- [Work instructions]
Go through the entries and copy each one exactly. Leave none out.

- [Data supplied]
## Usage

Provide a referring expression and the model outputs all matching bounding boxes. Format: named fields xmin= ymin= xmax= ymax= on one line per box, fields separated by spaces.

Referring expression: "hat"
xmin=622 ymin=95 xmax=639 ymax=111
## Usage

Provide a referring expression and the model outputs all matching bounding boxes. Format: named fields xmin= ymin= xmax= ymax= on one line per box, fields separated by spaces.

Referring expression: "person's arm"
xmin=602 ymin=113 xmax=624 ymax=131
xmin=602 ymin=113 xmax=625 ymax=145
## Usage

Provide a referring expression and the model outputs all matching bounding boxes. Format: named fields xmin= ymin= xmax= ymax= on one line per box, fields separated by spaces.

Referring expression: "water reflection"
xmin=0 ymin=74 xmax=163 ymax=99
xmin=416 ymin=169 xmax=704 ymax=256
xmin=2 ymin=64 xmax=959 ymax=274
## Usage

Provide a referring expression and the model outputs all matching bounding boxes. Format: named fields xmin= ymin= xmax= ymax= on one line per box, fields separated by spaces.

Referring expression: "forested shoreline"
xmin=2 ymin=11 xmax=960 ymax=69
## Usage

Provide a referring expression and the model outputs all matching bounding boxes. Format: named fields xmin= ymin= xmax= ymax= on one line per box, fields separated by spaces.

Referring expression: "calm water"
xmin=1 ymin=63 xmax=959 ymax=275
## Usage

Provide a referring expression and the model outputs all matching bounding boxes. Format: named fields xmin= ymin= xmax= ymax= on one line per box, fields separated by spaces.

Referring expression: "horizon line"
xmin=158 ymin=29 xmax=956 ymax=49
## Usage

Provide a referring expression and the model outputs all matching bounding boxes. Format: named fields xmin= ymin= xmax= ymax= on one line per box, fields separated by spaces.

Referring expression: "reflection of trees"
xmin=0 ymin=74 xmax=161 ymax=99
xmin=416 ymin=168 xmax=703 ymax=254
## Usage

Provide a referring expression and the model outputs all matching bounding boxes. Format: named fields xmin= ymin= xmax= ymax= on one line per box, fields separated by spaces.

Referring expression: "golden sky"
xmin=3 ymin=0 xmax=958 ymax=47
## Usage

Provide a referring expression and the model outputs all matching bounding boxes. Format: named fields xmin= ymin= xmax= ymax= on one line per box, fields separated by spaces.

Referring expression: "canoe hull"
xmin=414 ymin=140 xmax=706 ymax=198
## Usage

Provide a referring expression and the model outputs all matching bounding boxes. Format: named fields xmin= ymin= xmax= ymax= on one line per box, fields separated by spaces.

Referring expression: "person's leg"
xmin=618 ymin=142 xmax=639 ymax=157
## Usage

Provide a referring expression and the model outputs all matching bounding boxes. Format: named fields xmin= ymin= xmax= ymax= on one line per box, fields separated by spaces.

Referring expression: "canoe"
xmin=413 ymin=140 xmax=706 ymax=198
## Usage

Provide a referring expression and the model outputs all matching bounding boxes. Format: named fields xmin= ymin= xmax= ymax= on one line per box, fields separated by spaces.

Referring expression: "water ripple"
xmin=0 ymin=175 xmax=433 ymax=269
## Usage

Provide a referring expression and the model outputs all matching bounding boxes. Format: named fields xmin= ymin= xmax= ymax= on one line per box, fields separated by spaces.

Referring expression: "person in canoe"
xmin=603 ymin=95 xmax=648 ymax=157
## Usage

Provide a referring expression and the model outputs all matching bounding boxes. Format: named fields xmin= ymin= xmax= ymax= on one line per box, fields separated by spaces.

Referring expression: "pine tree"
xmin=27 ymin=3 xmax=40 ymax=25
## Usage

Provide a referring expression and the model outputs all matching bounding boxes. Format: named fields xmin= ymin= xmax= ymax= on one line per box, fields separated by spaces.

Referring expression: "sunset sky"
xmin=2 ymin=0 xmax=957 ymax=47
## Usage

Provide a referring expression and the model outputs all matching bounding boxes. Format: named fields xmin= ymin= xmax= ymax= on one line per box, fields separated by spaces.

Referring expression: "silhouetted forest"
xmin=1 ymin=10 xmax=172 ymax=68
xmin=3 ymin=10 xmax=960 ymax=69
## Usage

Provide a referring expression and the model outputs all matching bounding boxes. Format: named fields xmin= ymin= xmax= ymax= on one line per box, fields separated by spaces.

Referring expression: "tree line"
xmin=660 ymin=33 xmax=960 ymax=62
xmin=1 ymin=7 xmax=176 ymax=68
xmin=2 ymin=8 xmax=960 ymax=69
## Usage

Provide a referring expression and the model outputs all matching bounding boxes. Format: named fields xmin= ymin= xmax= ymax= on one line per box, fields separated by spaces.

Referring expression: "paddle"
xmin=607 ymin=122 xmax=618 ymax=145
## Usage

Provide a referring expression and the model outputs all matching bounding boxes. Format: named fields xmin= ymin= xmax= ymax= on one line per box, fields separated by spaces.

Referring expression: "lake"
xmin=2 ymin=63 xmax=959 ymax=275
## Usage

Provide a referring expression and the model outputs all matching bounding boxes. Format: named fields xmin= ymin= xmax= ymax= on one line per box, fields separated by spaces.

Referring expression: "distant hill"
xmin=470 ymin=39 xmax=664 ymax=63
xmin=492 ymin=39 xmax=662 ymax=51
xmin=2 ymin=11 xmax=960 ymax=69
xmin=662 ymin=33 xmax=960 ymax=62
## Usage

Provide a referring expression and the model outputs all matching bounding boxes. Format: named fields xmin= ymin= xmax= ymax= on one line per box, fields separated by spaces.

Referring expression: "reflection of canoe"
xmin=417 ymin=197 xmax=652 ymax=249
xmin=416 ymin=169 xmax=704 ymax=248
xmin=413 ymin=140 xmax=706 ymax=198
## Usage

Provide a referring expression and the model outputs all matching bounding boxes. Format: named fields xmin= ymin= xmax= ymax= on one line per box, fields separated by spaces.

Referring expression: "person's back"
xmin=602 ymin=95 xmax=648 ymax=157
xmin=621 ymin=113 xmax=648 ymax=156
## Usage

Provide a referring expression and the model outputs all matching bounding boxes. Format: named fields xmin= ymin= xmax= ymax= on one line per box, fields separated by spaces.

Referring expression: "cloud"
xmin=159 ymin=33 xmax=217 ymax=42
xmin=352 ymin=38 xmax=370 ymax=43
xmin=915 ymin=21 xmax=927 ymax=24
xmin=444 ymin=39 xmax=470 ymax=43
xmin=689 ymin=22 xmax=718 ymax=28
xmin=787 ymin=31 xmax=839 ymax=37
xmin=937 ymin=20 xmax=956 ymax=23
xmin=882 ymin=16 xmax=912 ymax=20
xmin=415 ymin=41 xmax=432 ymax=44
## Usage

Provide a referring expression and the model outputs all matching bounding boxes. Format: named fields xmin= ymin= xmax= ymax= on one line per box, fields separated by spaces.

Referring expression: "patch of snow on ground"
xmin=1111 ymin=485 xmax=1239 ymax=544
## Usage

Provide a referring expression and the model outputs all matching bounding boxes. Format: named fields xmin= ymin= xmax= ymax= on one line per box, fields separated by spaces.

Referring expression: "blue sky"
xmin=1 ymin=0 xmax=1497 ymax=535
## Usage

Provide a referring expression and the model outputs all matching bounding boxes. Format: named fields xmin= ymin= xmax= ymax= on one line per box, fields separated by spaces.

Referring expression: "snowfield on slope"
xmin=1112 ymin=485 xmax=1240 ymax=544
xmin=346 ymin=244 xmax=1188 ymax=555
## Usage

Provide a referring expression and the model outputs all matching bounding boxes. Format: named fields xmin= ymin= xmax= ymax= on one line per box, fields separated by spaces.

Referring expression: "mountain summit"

- [Answer box]
## Usage

Provide a referring expression and the model outputs all matching bounding boxes. Format: named fields xmin= ymin= xmax= ymax= on one line per box, fields separated by spaces.

Referring expression: "hat"
xmin=622 ymin=95 xmax=639 ymax=111
## Usage

Provide a referring expression and the model outputs all matching bounding boxes. Format: named fields xmin= ymin= xmax= ymax= on one line per box, fields separated by spaces.

Referring expression: "person's arm"
xmin=602 ymin=113 xmax=624 ymax=131
xmin=602 ymin=113 xmax=625 ymax=145
## Usage

Provide a referring expression and the model outputs all matching bounding boxes. Format: named fields xmin= ymin= xmax= ymax= on one line per box, fields separated by spaces.

Referring expression: "water reflection"
xmin=0 ymin=74 xmax=163 ymax=99
xmin=416 ymin=169 xmax=704 ymax=256
xmin=2 ymin=64 xmax=959 ymax=274
## Usage

Provide a referring expression and the model outputs all matching bounding boxes. Format: named fields xmin= ymin= xmax= ymax= on one line per box, fields separated by spaces.

Referring expression: "forested shoreline"
xmin=2 ymin=11 xmax=960 ymax=69
## Usage

Provide a referring expression and the model outputs all matching bounding boxes. Format: named fields xmin= ymin= xmax= ymax= on one line per box, fields separated by spaces.

Referring expression: "calm water"
xmin=1 ymin=63 xmax=959 ymax=275
## Usage

Provide a referring expression and the model outputs all matching bounding boxes. Format: named fields xmin= ymin= xmax= ymax= on one line per box, fields separated by spaces.

Referring expression: "horizon line"
xmin=158 ymin=29 xmax=956 ymax=49
## Usage

Provide a referring expression and the model outputs all matching bounding boxes. Format: named fields xmin= ymin= xmax= ymax= on one line per box, fields separated by spaces.

Referring expression: "reflection of trees"
xmin=0 ymin=74 xmax=161 ymax=99
xmin=416 ymin=168 xmax=703 ymax=254
## Usage

Provide a referring expression and the model outputs all matching bounding boxes. Format: named fields xmin= ymin= xmax= ymax= on one line per box, fields separated by spaces.

Referring expression: "golden sky"
xmin=3 ymin=0 xmax=958 ymax=47
## Usage

Provide a referring expression and the model outputs all matching bounding boxes. Format: named fields xmin= ymin= xmax= ymax= on one line per box, fields separated by spaces.

Referring expression: "canoe hull"
xmin=414 ymin=140 xmax=706 ymax=198
## Usage

Provide a referring expression and the model outputs all matching bounding boxes. Format: named fields xmin= ymin= xmax= ymax= on one line per box, fields separated by spaces.

Referring expression: "person's leg"
xmin=618 ymin=142 xmax=639 ymax=157
## Usage

Provide a referring expression and the model outputs all matching bounding boxes. Format: named fields xmin= ymin= xmax= ymax= on one line per box, fields separated by spaces.

Referring expression: "canoe"
xmin=413 ymin=140 xmax=706 ymax=198
## Usage

Provide a referring expression and the model outputs all matching bounding boxes. Format: named fields xmin= ymin= xmax= ymax= on one line per box, fields separated by spaces.

Referring expression: "water ripple"
xmin=0 ymin=175 xmax=433 ymax=269
## Usage

Provide a referring expression and the model outputs all matching bounding boxes. Format: named fields xmin= ymin= xmax= ymax= on one line per box, fields separated by spaces.

Referring expression: "person in canoe"
xmin=603 ymin=95 xmax=648 ymax=157
## Usage

Provide a referring expression and the model outputs all matching bounding boxes. Format: named fields xmin= ymin= xmax= ymax= on one line per box, fields separated by spaces.

Referring expression: "pine tree"
xmin=27 ymin=3 xmax=40 ymax=25
## Usage

Provide a referring expression and the model outputs all matching bounding boxes. Format: named fields xmin= ymin= xmax= ymax= on one line per box, fields separated by spaces.

Referring expression: "sunset sky"
xmin=2 ymin=0 xmax=957 ymax=47
## Usage

Provide a referring expression and the model outputs all matching bounding boxes. Format: named fields xmin= ymin= xmax= ymax= on one line per box, fields separated by spaces.

Referring expression: "silhouetted forest"
xmin=1 ymin=10 xmax=172 ymax=68
xmin=3 ymin=10 xmax=960 ymax=69
## Usage

Provide a referring expression and the model outputs all matching bounding boxes. Format: named fields xmin= ymin= xmax= ymax= on one line per box, fields separated by spaces.

Referring expression: "tree line"
xmin=660 ymin=33 xmax=960 ymax=62
xmin=1 ymin=7 xmax=176 ymax=68
xmin=2 ymin=8 xmax=960 ymax=69
## Usage

Provide a referring expression and the model outputs all matching bounding boxes. Format: named fields xmin= ymin= xmax= ymax= on one line per box, fields separated by spaces.

Referring expression: "paddle"
xmin=607 ymin=122 xmax=618 ymax=145
## Usage

Provide a referring expression and the model outputs all matching bounding boxes. Format: named fields xmin= ymin= xmax= ymax= on one line per box, fields separated by spaces.

Referring expression: "lake"
xmin=2 ymin=63 xmax=959 ymax=275
## Usage

Provide a referring expression and the model outputs all matching bounding boxes. Format: named fields xmin= ymin= xmax= ymax= on one line per box, fields separated by spaces.

Referring expression: "distant hill"
xmin=470 ymin=39 xmax=664 ymax=63
xmin=492 ymin=39 xmax=662 ymax=51
xmin=2 ymin=11 xmax=960 ymax=69
xmin=662 ymin=33 xmax=960 ymax=62
## Usage

Provide a referring expression and the model outputs all matching bounding boxes. Format: named fields xmin= ymin= xmax= ymax= on one line per box, fields separated by spaces.

Referring expression: "reflection of canoe"
xmin=417 ymin=197 xmax=652 ymax=249
xmin=416 ymin=169 xmax=704 ymax=248
xmin=413 ymin=140 xmax=706 ymax=198
## Usage

Provide a referring expression and the model outputs all matching bounding boxes. Format: named fields xmin= ymin= xmax= ymax= on one line per box, fields separated by spaces.

Referring expression: "person's back"
xmin=602 ymin=95 xmax=648 ymax=157
xmin=621 ymin=113 xmax=648 ymax=156
## Usage

Provide a referring expression and the model outputs all matching bounding boxes. Format: named fields xmin= ymin= xmax= ymax= on one line per box, fields separated by spaces.

Referring expression: "cloud"
xmin=159 ymin=33 xmax=217 ymax=42
xmin=352 ymin=38 xmax=370 ymax=43
xmin=915 ymin=21 xmax=927 ymax=24
xmin=444 ymin=39 xmax=470 ymax=43
xmin=689 ymin=22 xmax=718 ymax=28
xmin=787 ymin=31 xmax=839 ymax=37
xmin=937 ymin=20 xmax=956 ymax=23
xmin=882 ymin=16 xmax=912 ymax=20
xmin=415 ymin=41 xmax=432 ymax=44
## Usage

Provide a referring expression and the model outputs all matching bounding boxes. Format: named fields xmin= ymin= xmax= ymax= on one line per box, fields separated by spaces.

Referring expression: "patch of snow on ground"
xmin=1111 ymin=485 xmax=1239 ymax=544
## Usage

Provide a referring expression and the model outputs all matching bounding boxes. Format: named fields xmin= ymin= xmax= ymax= on one line per box, fields separated by spaces.

Referring expression: "blue sky"
xmin=1 ymin=0 xmax=1497 ymax=535
## Usage

Provide a referring expression and the model outputs all matching bounding boxes. Format: named fields xmin= ymin= xmax= ymax= on one line per box, fields separated by spaces.

Referring expression: "snowfield on slope"
xmin=1112 ymin=485 xmax=1240 ymax=544
xmin=346 ymin=244 xmax=1188 ymax=555
## Usage

Provide a referring expression and the model outputs all matching bounding boxes. Format: named fields xmin= ymin= xmax= ymax= on one line per box, fields separated by spaces.

Referring expression: "mountain summit"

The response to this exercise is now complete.